Continue the passage on the RMS Queen Mary from its final sentence, picking up after the line about guests experiencing Atlantic travel of the 1930s through 1950s.
--- SOURCE ---
Now a floating hotel and museum ship, The majestic RMS Queen Mary is a retired luxury ocean liner that sailed the North Atlantic Ocean from 1936 to 1967, bowing out of service following the dawning of the jet age (which marked the beginning of the end for transatlantic passenger services on the whole).
Build for the Cunard Line in Clydebank, Scotland, the luxurious (and gigantic) Queen Mary was fast enough to hold the Blue Riband accolade a handful of times, earning the award as it shuttled its 2139 passengers and 1101 crew members on its standard route between Southampton and New York.
During the Second World War, the Queen Mary was painted navy grey, fitted with a degaussing coil (to protect against magnetic mines), and enlisted as a troop carrier, a job which she performed rather well – apart from that time where she accidentally killed 239 people by slicing through one of her escort ships, the light cruiser HMS Curacoa, of course.
(She is also known as having ferried Winston Churchill for his strategic meetings across the Atlantic a couple of times.)
As I mentioned earlier, nowadays the grand old lady operates as a floating hotel, with guests enjoying a pretty unique accommodation experience that does much to simulate what travelling across the Atlantic in the 30’s, 40’s and 50’s must have felt like.
--- SUPPLIED ENTRIES ---
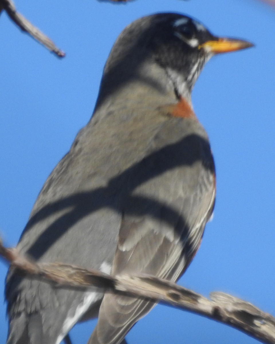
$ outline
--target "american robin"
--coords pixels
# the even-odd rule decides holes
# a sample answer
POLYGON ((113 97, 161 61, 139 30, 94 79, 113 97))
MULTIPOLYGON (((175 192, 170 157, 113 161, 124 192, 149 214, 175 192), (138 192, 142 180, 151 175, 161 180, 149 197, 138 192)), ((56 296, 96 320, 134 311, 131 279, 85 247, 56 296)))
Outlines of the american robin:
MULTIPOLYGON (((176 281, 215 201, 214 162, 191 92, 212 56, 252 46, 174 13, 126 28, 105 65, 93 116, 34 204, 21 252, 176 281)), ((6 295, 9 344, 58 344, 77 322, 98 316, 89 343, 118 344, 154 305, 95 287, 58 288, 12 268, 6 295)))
---
**THE RESPONSE:**
The other side of the business is acting as a museum ship, with plenty of different tour options and packages available. The historic tour is the one we opted for, and after being greeted by our fabulously entertaining tour guide (seriously, this man was brilliant!), our group was guided through part of the ship while being fed a steady stream of interesting information and stories regarding this beautiful ocean liner and some of the famous passengers she ferried across the Atlantic.
The ship is known for its extensive use of wood from all over the then British colonies, and its magnificent murals, art deco styling, grand bars and luxurious ballrooms also make for a particularly visually stunning tour.
There is a big collection of model boats/ships on board (a gem for model building fanatics), not to mention a room (The Shipyard) dedicated entirely to LEGO creations – the centerpiece being of course the giant 250,000 brick big LEGO Queen Mary model ship!
The Queen Mary has also garnered a bit of a reputation for being a ghost ship over the years (thanks to all that creaking wood), meaning that (what else did you expect from Americans?) Haunted Tour packages are also quite the big thing for the operators.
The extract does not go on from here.